STORED DATA:
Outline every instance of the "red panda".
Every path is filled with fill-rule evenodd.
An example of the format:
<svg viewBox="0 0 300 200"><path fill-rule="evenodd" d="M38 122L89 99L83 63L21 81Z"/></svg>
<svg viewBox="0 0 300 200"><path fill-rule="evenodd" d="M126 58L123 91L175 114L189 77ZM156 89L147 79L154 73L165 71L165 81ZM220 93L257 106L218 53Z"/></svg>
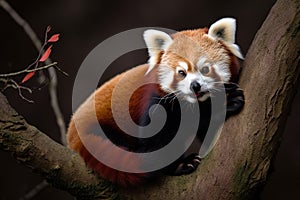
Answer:
<svg viewBox="0 0 300 200"><path fill-rule="evenodd" d="M211 106L212 91L225 85L226 117L238 113L244 105L243 92L235 84L239 74L237 58L243 59L235 44L235 29L235 19L223 18L210 28L172 35L158 30L145 31L144 40L150 57L148 64L113 77L91 94L71 119L68 147L77 151L102 178L122 186L137 185L151 176L151 172L143 172L145 160L131 152L155 151L175 137L181 117L177 99L187 105L199 104L203 111L201 121L204 124L199 122L195 139L199 142L193 142L201 143L211 117L209 109L206 110ZM165 125L157 135L145 139L140 137L143 133L138 129L129 128L128 133L118 126L122 124L126 128L131 120L139 126L148 125L150 112L153 112L150 108L156 104L162 105L167 114ZM131 119L124 113L125 107ZM98 124L107 138L93 132ZM120 154L110 142L124 150L123 153ZM87 146L94 152L91 153ZM116 167L100 162L96 154L109 159L110 165ZM200 160L197 151L184 153L161 171L173 175L188 174L197 168ZM156 161L147 161L151 162ZM132 169L131 172L119 170L122 166Z"/></svg>

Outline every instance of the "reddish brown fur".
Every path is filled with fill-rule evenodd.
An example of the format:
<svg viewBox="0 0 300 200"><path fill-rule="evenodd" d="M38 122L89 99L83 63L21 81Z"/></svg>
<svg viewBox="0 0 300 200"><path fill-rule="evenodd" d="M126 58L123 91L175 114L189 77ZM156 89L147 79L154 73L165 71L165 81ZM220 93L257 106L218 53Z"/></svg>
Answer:
<svg viewBox="0 0 300 200"><path fill-rule="evenodd" d="M230 43L231 41L228 42L216 38L214 35L208 35L208 32L208 28L177 32L171 36L173 42L170 43L168 48L160 51L157 57L154 56L155 59L152 60L157 62L154 64L167 66L158 70L159 76L162 77L160 80L166 80L162 84L166 92L175 91L177 83L183 80L176 70L180 62L187 64L187 73L195 73L202 67L198 64L198 61L201 60L200 58L203 58L205 64L211 67L211 72L204 76L220 82L237 81L239 62L235 55L242 58L238 46L235 47L234 44ZM234 51L234 54L231 50ZM162 54L162 52L164 53ZM168 68L173 68L175 72L172 82L164 79L165 76L163 74L166 74Z"/></svg>
<svg viewBox="0 0 300 200"><path fill-rule="evenodd" d="M86 149L85 146L88 145L89 148L97 149L99 151L94 153L107 154L107 156L111 157L111 159L114 159L116 165L119 165L120 163L126 163L126 165L131 165L133 169L140 165L140 161L135 157L130 157L129 155L123 154L118 155L114 153L108 142L103 140L99 136L86 134L85 136L81 136L81 138L79 138L78 134L76 134L77 131L75 129L75 125L72 121L69 127L68 134L69 147L77 151L83 157L87 165L95 172L97 172L97 174L99 174L102 178L107 179L113 183L118 183L122 186L130 186L141 183L142 180L146 177L146 174L142 173L132 174L120 172L99 162L94 156L91 155L91 153ZM82 143L82 141L84 141L84 144Z"/></svg>
<svg viewBox="0 0 300 200"><path fill-rule="evenodd" d="M167 61L170 66L178 66L178 61L184 61L188 64L190 72L195 71L195 63L199 59L199 55L206 55L209 60L222 60L226 57L231 72L230 81L237 81L239 74L239 61L228 47L220 40L212 40L207 37L208 28L186 30L175 33L172 38L176 42L171 45L170 52L164 55L162 61ZM186 48L186 47L189 48Z"/></svg>
<svg viewBox="0 0 300 200"><path fill-rule="evenodd" d="M109 126L115 134L125 135L116 125L112 114L112 92L115 89L116 85L120 82L121 88L123 88L124 90L118 90L116 93L116 98L120 103L119 105L116 105L116 110L119 110L118 106L128 106L125 102L122 101L122 99L119 99L119 97L130 95L126 93L126 91L128 91L130 87L135 87L137 83L145 82L145 73L147 68L147 65L141 65L127 72L124 72L123 74L105 83L93 94L95 96L94 106L97 114L97 120L101 124L101 126ZM153 80L155 78L154 74L155 70L147 76L147 79L155 81ZM154 90L157 90L158 93L162 93L157 84L144 85L138 88L136 92L134 92L129 103L130 114L132 115L134 121L137 122L143 114L144 105L146 105L145 102L149 101L151 92L153 92ZM90 118L89 113L92 112L92 106L93 104L91 102L91 99L89 98L74 114L70 122L67 135L69 147L77 151L84 158L87 165L95 172L97 172L101 177L110 180L111 182L118 183L122 186L131 186L141 183L142 180L147 176L146 174L126 173L110 168L105 164L99 162L87 150L86 147L88 146L89 149L95 150L93 151L94 154L99 153L104 155L104 157L110 159L114 166L127 165L133 171L138 171L139 166L142 162L129 153L118 155L114 152L113 148L109 145L107 140L89 133L89 128L98 123ZM117 112L117 115L119 115L118 117L121 120L124 120L124 123L126 123L126 120L128 119L126 118L127 116L122 116L123 113L121 112ZM128 139L127 142L130 143L130 139Z"/></svg>
<svg viewBox="0 0 300 200"><path fill-rule="evenodd" d="M237 57L235 57L231 52L229 52L229 56L230 56L230 73L231 73L231 78L230 78L230 82L234 82L237 83L238 81L238 76L240 73L240 63L237 59Z"/></svg>
<svg viewBox="0 0 300 200"><path fill-rule="evenodd" d="M176 39L177 42L171 45L170 51L161 51L159 53L156 60L157 64L165 62L174 67L177 66L178 61L185 61L188 63L189 70L192 71L195 69L194 65L198 61L199 55L205 54L210 60L226 59L232 73L231 80L235 80L239 71L237 58L229 52L222 42L212 41L211 38L205 36L207 31L208 29L204 28L174 34L172 37ZM189 48L186 48L187 46ZM132 157L129 153L125 153L125 155L117 154L111 148L107 140L93 135L92 132L90 132L90 128L100 123L101 126L108 127L111 131L106 134L122 136L125 138L126 143L131 143L130 138L128 137L128 139L126 139L126 134L117 126L112 114L112 93L116 89L117 103L114 104L114 106L117 117L121 120L121 123L126 124L128 121L128 116L121 112L124 107L128 106L132 119L138 123L145 111L147 102L149 102L151 98L152 92L155 91L160 96L164 96L165 92L160 89L158 84L144 85L138 88L133 95L128 91L140 83L144 84L147 81L157 82L157 68L158 67L155 67L145 76L148 65L141 65L114 77L97 89L91 97L78 108L69 125L67 135L69 147L80 153L87 165L95 170L101 177L123 186L139 184L143 178L147 177L147 174L127 173L112 169L91 155L86 146L89 146L89 149L94 149L95 151L93 153L95 154L104 154L104 157L110 159L112 163L117 166L127 165L133 170L136 169L136 171L138 171L143 161ZM211 73L214 73L214 71ZM132 96L128 105L124 97L130 95ZM92 97L95 97L94 104ZM96 111L96 119L92 118L93 108L95 108ZM134 141L129 146L133 145Z"/></svg>

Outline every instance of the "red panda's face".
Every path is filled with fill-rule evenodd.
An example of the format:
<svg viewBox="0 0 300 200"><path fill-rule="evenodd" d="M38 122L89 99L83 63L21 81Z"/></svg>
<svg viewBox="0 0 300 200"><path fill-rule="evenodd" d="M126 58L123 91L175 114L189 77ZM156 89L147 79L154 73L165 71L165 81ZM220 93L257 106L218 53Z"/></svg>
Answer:
<svg viewBox="0 0 300 200"><path fill-rule="evenodd" d="M157 67L158 81L167 93L195 103L205 101L221 83L238 72L234 44L235 21L225 18L210 29L182 31L169 36L149 30L145 41L149 49L149 70Z"/></svg>
<svg viewBox="0 0 300 200"><path fill-rule="evenodd" d="M158 66L161 88L191 103L205 101L209 91L231 78L228 50L207 36L205 30L196 32L196 38L185 32L175 34Z"/></svg>

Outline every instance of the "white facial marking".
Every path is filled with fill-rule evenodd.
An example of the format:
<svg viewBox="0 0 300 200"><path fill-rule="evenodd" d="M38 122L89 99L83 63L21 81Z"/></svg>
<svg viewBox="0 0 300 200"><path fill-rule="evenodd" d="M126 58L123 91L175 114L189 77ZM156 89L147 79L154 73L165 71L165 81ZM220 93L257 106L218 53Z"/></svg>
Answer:
<svg viewBox="0 0 300 200"><path fill-rule="evenodd" d="M180 74L179 73L180 71L184 71L184 73L186 74L186 70L185 69L183 69L182 67L176 67L176 73ZM185 78L185 77L183 76L183 78Z"/></svg>
<svg viewBox="0 0 300 200"><path fill-rule="evenodd" d="M187 73L186 77L179 81L177 84L177 89L180 90L181 94L184 95L186 101L190 103L196 103L197 98L194 96L194 92L190 89L191 83L193 81L199 82L200 85L205 85L200 73Z"/></svg>
<svg viewBox="0 0 300 200"><path fill-rule="evenodd" d="M229 66L226 63L216 63L214 65L215 72L220 76L221 81L229 81L231 74L229 70Z"/></svg>
<svg viewBox="0 0 300 200"><path fill-rule="evenodd" d="M197 98L195 97L191 97L191 96L186 96L185 99L190 102L190 103L196 103L197 102Z"/></svg>
<svg viewBox="0 0 300 200"><path fill-rule="evenodd" d="M215 72L220 76L221 81L229 81L230 79L230 70L229 66L226 62L217 62L215 64L211 64L208 62L207 58L205 56L201 56L197 62L197 67L199 70L201 70L202 67L212 67L215 69ZM213 81L213 80L211 80Z"/></svg>
<svg viewBox="0 0 300 200"><path fill-rule="evenodd" d="M215 80L214 77L205 75L201 73L203 67L209 67L210 70L214 68L215 73L221 78L221 81L228 81L230 79L230 70L226 62L211 63L209 59L202 55L199 57L196 66L198 70L196 72L190 73L188 69L188 64L186 62L178 62L179 66L176 68L177 72L180 69L186 69L187 75L185 78L178 82L176 90L179 90L183 95L184 99L190 103L196 103L197 101L205 101L210 96L210 90L215 87L215 82L220 80ZM197 81L201 86L201 93L197 97L191 89L191 83Z"/></svg>
<svg viewBox="0 0 300 200"><path fill-rule="evenodd" d="M209 67L210 70L214 69L214 72L218 74L221 80L215 80L214 77L204 75L201 73L203 67ZM228 81L230 79L230 70L228 63L225 61L219 61L217 63L211 63L206 56L199 57L196 67L198 70L196 72L188 71L188 63L184 61L179 61L178 66L174 68L168 65L161 65L159 67L159 82L161 88L167 93L180 92L179 96L183 97L189 103L196 103L198 101L206 101L210 96L210 90L215 87L218 81ZM184 70L186 76L182 80L174 84L174 76L177 76L179 70ZM201 86L201 94L198 97L194 94L191 89L191 83L197 81Z"/></svg>
<svg viewBox="0 0 300 200"><path fill-rule="evenodd" d="M166 92L173 92L171 89L171 84L174 79L174 71L168 66L159 67L159 82L161 88Z"/></svg>
<svg viewBox="0 0 300 200"><path fill-rule="evenodd" d="M207 58L205 56L201 56L196 65L198 68L201 68L204 65L207 65Z"/></svg>
<svg viewBox="0 0 300 200"><path fill-rule="evenodd" d="M182 81L178 82L178 89L184 94L192 94L190 90L190 85L193 81L197 80L197 75L195 73L188 73Z"/></svg>
<svg viewBox="0 0 300 200"><path fill-rule="evenodd" d="M178 62L178 64L179 64L180 67L182 67L183 69L185 69L185 71L187 71L188 68L189 68L188 64L186 62L181 61L181 62Z"/></svg>

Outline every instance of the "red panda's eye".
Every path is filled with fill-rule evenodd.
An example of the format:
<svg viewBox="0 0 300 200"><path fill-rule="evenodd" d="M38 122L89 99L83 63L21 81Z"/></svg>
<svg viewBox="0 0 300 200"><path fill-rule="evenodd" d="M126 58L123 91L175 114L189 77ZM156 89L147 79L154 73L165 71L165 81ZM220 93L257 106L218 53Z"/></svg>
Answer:
<svg viewBox="0 0 300 200"><path fill-rule="evenodd" d="M178 75L182 78L186 77L186 72L184 70L178 70Z"/></svg>
<svg viewBox="0 0 300 200"><path fill-rule="evenodd" d="M205 66L205 67L202 67L200 72L205 75L205 74L208 74L209 73L209 67Z"/></svg>

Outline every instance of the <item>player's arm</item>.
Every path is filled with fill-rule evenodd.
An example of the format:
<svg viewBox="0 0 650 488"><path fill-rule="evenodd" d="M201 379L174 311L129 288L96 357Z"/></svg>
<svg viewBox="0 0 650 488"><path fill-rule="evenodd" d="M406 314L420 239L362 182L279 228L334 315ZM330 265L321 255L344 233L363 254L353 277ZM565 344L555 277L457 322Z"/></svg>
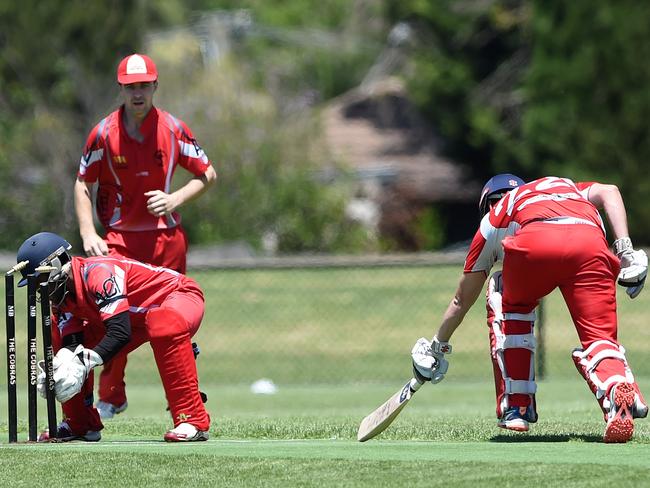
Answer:
<svg viewBox="0 0 650 488"><path fill-rule="evenodd" d="M106 334L92 349L84 347L83 332L68 334L63 338L63 347L52 361L54 391L61 403L79 393L90 371L115 356L131 339L128 312L110 317L104 321L104 325ZM45 382L44 373L39 375L38 381ZM45 391L44 387L40 387L40 390Z"/></svg>
<svg viewBox="0 0 650 488"><path fill-rule="evenodd" d="M210 165L207 167L205 173L194 176L194 178L173 193L165 193L162 190L145 192L145 196L149 197L147 200L147 210L156 217L168 215L181 205L201 196L216 181L217 172Z"/></svg>
<svg viewBox="0 0 650 488"><path fill-rule="evenodd" d="M589 188L589 201L605 210L607 220L614 232L614 252L621 260L618 283L626 287L630 298L636 298L645 284L648 272L648 256L645 251L634 250L627 227L627 213L623 197L616 185L594 183Z"/></svg>
<svg viewBox="0 0 650 488"><path fill-rule="evenodd" d="M451 353L449 339L481 294L486 276L485 271L463 273L456 294L449 302L433 340L429 342L421 337L413 346L413 375L418 382L438 383L445 377L449 367L445 354Z"/></svg>
<svg viewBox="0 0 650 488"><path fill-rule="evenodd" d="M589 188L588 197L596 208L605 210L615 239L629 237L625 203L616 185L594 183Z"/></svg>
<svg viewBox="0 0 650 488"><path fill-rule="evenodd" d="M105 256L108 254L108 246L97 234L93 221L92 188L92 183L79 178L74 182L74 208L79 224L79 235L87 256Z"/></svg>
<svg viewBox="0 0 650 488"><path fill-rule="evenodd" d="M483 291L486 277L485 271L463 273L456 294L449 302L442 316L442 323L436 332L439 341L448 342L451 339L454 331L463 322L465 315Z"/></svg>
<svg viewBox="0 0 650 488"><path fill-rule="evenodd" d="M129 312L121 312L104 321L106 335L93 349L103 362L112 359L131 340Z"/></svg>
<svg viewBox="0 0 650 488"><path fill-rule="evenodd" d="M190 202L212 186L217 181L217 172L210 163L208 156L192 135L185 122L177 120L180 130L178 139L178 165L185 168L194 177L173 193L153 190L145 193L148 197L147 210L156 217L168 215L181 205Z"/></svg>
<svg viewBox="0 0 650 488"><path fill-rule="evenodd" d="M113 315L104 321L104 326L106 327L106 334L92 349L100 356L102 362L105 363L120 352L131 340L129 312L121 312ZM80 345L83 346L83 343L83 331L68 334L62 338L62 346L70 351L76 350Z"/></svg>

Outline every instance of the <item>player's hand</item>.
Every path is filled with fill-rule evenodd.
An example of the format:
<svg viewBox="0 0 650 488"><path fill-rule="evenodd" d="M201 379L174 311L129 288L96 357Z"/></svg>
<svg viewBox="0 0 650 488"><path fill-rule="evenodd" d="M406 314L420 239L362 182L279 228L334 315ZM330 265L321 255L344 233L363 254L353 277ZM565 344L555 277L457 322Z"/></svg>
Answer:
<svg viewBox="0 0 650 488"><path fill-rule="evenodd" d="M449 368L449 362L445 359L445 354L449 353L451 345L448 342L440 342L437 337L429 342L420 337L411 350L415 378L421 383L442 381Z"/></svg>
<svg viewBox="0 0 650 488"><path fill-rule="evenodd" d="M149 197L147 211L156 217L169 215L178 207L178 201L174 194L165 193L161 190L152 190L145 192L144 196Z"/></svg>
<svg viewBox="0 0 650 488"><path fill-rule="evenodd" d="M63 350L63 349L62 349ZM66 349L66 351L70 351L69 349ZM60 357L66 356L66 352L64 351L61 353ZM61 359L60 357L54 356L52 358L52 372L53 374L56 373L56 370L61 366ZM47 371L45 371L45 361L42 359L36 363L39 369L38 376L36 377L36 390L38 391L39 395L41 395L43 398L47 397Z"/></svg>
<svg viewBox="0 0 650 488"><path fill-rule="evenodd" d="M86 256L108 256L108 244L98 234L82 237Z"/></svg>
<svg viewBox="0 0 650 488"><path fill-rule="evenodd" d="M630 298L636 298L648 274L648 256L644 250L635 251L629 237L614 241L614 252L621 260L621 271L618 274L618 284L626 288Z"/></svg>
<svg viewBox="0 0 650 488"><path fill-rule="evenodd" d="M65 403L81 391L90 370L103 364L103 360L92 349L78 345L74 351L62 348L54 357L52 364L56 399Z"/></svg>

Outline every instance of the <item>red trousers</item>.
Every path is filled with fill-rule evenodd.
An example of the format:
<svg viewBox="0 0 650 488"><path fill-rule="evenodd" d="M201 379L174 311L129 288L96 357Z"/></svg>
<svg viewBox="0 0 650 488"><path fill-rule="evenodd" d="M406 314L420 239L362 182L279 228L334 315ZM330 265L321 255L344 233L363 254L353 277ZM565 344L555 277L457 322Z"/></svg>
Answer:
<svg viewBox="0 0 650 488"><path fill-rule="evenodd" d="M185 274L187 236L179 225L173 229L118 232L110 230L105 236L111 255L136 259L154 266L164 266ZM119 406L126 402L127 355L121 354L102 367L99 376L99 399Z"/></svg>
<svg viewBox="0 0 650 488"><path fill-rule="evenodd" d="M185 288L170 294L159 308L147 312L146 327L132 329L131 341L118 356L126 357L129 352L149 342L174 426L188 422L199 430L208 430L210 416L201 400L191 342L201 324L203 311L201 290L188 283ZM103 327L88 326L84 331L84 346L93 347L103 334ZM60 347L60 338L56 342ZM92 372L81 392L63 404L63 412L75 433L103 427L93 407Z"/></svg>
<svg viewBox="0 0 650 488"><path fill-rule="evenodd" d="M532 312L539 300L559 288L583 349L607 341L618 351L616 277L620 264L603 232L586 224L533 223L503 241L503 313ZM519 321L504 321L505 334L519 334ZM527 380L531 352L506 349L508 375ZM583 373L581 373L583 374ZM594 374L603 382L625 377L626 364L614 357L600 361ZM583 374L584 375L584 374ZM528 395L513 394L510 405L526 406Z"/></svg>
<svg viewBox="0 0 650 488"><path fill-rule="evenodd" d="M503 241L503 311L528 313L559 288L584 348L616 342L619 260L586 224L533 223Z"/></svg>
<svg viewBox="0 0 650 488"><path fill-rule="evenodd" d="M138 232L109 230L104 237L111 255L120 255L185 274L187 235L178 225L173 229Z"/></svg>

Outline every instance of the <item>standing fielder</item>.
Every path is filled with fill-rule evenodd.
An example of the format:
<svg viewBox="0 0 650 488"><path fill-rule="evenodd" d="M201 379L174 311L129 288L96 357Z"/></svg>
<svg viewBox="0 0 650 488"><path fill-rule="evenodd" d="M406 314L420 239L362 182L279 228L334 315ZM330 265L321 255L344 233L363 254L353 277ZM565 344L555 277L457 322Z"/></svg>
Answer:
<svg viewBox="0 0 650 488"><path fill-rule="evenodd" d="M74 186L84 252L125 256L185 273L187 237L176 209L201 195L217 174L185 122L153 106L158 72L151 58L125 57L117 82L123 104L88 135ZM193 178L172 192L177 166ZM95 185L104 238L93 222ZM125 368L125 354L103 367L97 408L104 419L128 405Z"/></svg>
<svg viewBox="0 0 650 488"><path fill-rule="evenodd" d="M487 182L479 207L484 217L456 295L433 340L421 338L413 347L418 379L444 378L448 341L501 259L503 271L492 275L487 291L497 425L525 432L529 422L537 421L535 307L559 288L582 346L573 351L573 361L607 422L603 440L627 442L634 418L645 417L648 406L617 341L616 280L635 298L644 285L648 258L632 247L618 188L553 176L525 184L501 174ZM616 255L608 248L598 208L610 222Z"/></svg>
<svg viewBox="0 0 650 488"><path fill-rule="evenodd" d="M93 368L118 353L128 354L149 342L158 366L174 427L165 441L208 439L210 416L199 392L191 337L204 312L198 284L176 271L121 257L71 257L70 244L50 232L27 239L18 250L24 286L27 275L50 266L49 299L58 317L52 334L57 351L52 361L55 394L63 404L64 421L56 433L61 441L98 441L103 428L93 407ZM45 371L37 388L45 395Z"/></svg>

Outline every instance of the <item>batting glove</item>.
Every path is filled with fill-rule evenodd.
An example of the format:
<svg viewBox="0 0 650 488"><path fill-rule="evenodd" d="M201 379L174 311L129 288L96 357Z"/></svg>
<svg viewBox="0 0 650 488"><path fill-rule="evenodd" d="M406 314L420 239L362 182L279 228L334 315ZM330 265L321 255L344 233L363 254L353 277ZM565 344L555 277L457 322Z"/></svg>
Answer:
<svg viewBox="0 0 650 488"><path fill-rule="evenodd" d="M621 260L618 284L626 288L630 298L636 298L645 285L648 274L648 256L642 249L635 251L629 237L614 241L614 252Z"/></svg>
<svg viewBox="0 0 650 488"><path fill-rule="evenodd" d="M437 337L433 338L433 342L419 338L411 350L415 378L420 383L441 382L449 368L449 362L445 359L445 354L449 353L451 344L448 342L440 342Z"/></svg>
<svg viewBox="0 0 650 488"><path fill-rule="evenodd" d="M54 357L54 360L57 359L58 364L54 370L54 392L56 399L61 403L67 402L79 393L90 370L104 363L99 354L82 345L78 345L74 351L62 348Z"/></svg>

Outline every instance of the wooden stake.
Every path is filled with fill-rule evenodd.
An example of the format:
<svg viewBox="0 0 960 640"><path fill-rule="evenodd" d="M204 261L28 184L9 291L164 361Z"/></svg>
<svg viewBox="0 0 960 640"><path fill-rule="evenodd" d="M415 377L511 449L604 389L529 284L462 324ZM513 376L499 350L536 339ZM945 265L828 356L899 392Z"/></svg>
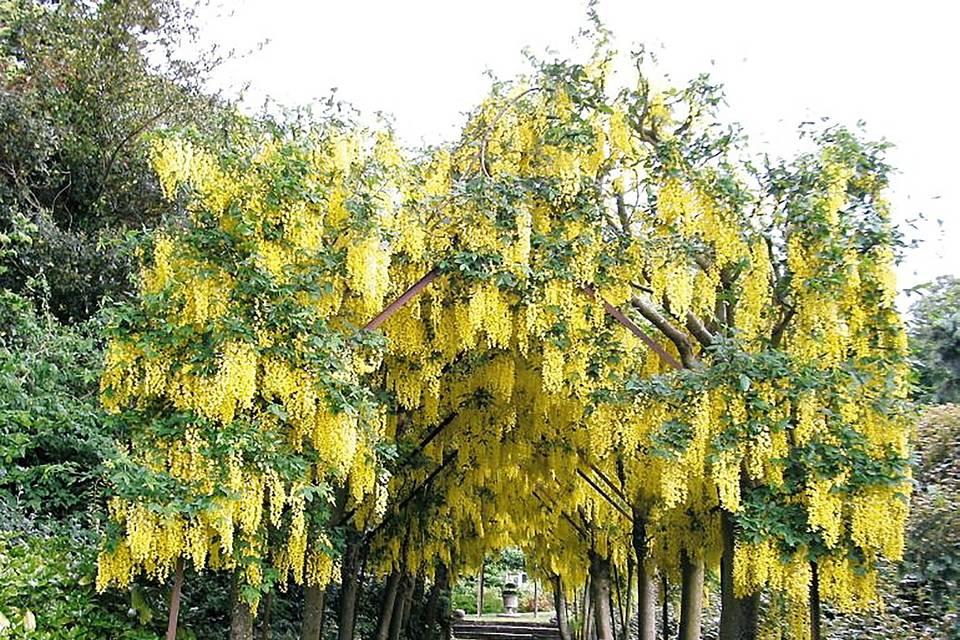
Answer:
<svg viewBox="0 0 960 640"><path fill-rule="evenodd" d="M378 313L377 317L371 320L370 322L368 322L366 326L364 326L363 328L366 329L367 331L373 331L374 329L379 327L381 324L386 322L390 318L390 316L392 316L397 311L399 311L400 308L403 307L403 305L410 302L410 300L414 296L416 296L418 293L426 289L427 285L433 282L434 280L436 280L437 276L439 275L440 275L439 269L437 269L436 267L431 269L425 276L417 280L417 282L414 283L412 287L404 291L403 295L401 295L399 298L391 302L386 309Z"/></svg>
<svg viewBox="0 0 960 640"><path fill-rule="evenodd" d="M587 296L589 296L589 298L590 298L591 300L596 300L596 297L597 297L597 296L596 296L596 293L594 292L592 286L590 286L590 285L585 286L585 287L583 288L583 291L584 291L584 293L587 294ZM679 362L676 358L674 358L672 355L670 355L670 354L667 352L667 350L663 348L663 345L661 345L659 342L657 342L656 340L654 340L653 338L651 338L650 336L648 336L648 335L644 332L644 330L641 329L640 327L638 327L633 320L631 320L630 318L628 318L628 317L623 313L623 311L621 311L620 309L617 309L615 306L613 306L612 304L610 304L609 302L607 302L606 300L604 300L604 299L602 299L602 298L600 299L600 302L603 303L603 310L606 311L607 314L609 314L609 315L610 315L612 318L614 318L617 322L619 322L620 324L622 324L623 326L625 326L627 329L629 329L629 330L630 330L630 333L632 333L633 335L635 335L635 336L637 336L638 338L640 338L640 340L641 340L645 345L647 345L648 347L650 347L650 349L652 349L658 356L660 356L660 359L661 359L661 360L663 360L664 362L666 362L668 365L670 365L670 366L673 367L674 369L683 369L683 365L680 364L680 362Z"/></svg>

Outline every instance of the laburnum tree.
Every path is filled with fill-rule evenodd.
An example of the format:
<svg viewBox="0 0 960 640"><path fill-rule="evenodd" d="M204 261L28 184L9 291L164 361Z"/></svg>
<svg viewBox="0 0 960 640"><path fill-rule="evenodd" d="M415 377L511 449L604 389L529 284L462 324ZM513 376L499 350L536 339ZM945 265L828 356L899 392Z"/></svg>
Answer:
<svg viewBox="0 0 960 640"><path fill-rule="evenodd" d="M432 468L408 473L452 485L427 522L410 514L426 539L407 548L473 568L477 538L549 531L564 538L534 562L570 584L639 549L647 580L683 583L685 637L704 565L723 637L756 635L761 613L765 631L816 633L821 599L870 606L878 563L902 553L884 145L827 128L758 170L705 78L610 95L609 64L498 85L450 169L437 154L449 186L421 215L446 229L418 266L441 275L386 323L384 366L411 446L431 439ZM580 553L557 570L560 548Z"/></svg>
<svg viewBox="0 0 960 640"><path fill-rule="evenodd" d="M108 357L150 482L118 484L104 584L182 557L255 595L342 551L341 640L361 553L380 638L401 586L432 584L441 621L439 592L512 545L558 603L589 585L602 640L620 576L642 638L658 575L684 640L707 572L724 639L878 604L910 487L885 147L828 127L758 167L718 87L660 87L642 52L624 80L602 35L495 83L439 148L158 143L189 215Z"/></svg>
<svg viewBox="0 0 960 640"><path fill-rule="evenodd" d="M380 341L362 327L388 286L396 151L333 121L243 127L217 151L154 141L182 216L111 329L102 399L129 439L98 586L233 571L234 636L249 637L263 592L330 580L327 525L376 485Z"/></svg>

ABOUT THIS TASK:
Scan the records for the word "item". Copy each line where it turns up.

ANSWER SPACE:
Outline every instance of the <item>player's arm</item>.
Outline every instance of the <item>player's hand</item>.
Outline every instance of the <item>red trousers</item>.
Outline every instance of the <item>standing fielder</item>.
Outline every instance of the <item>batting glove</item>.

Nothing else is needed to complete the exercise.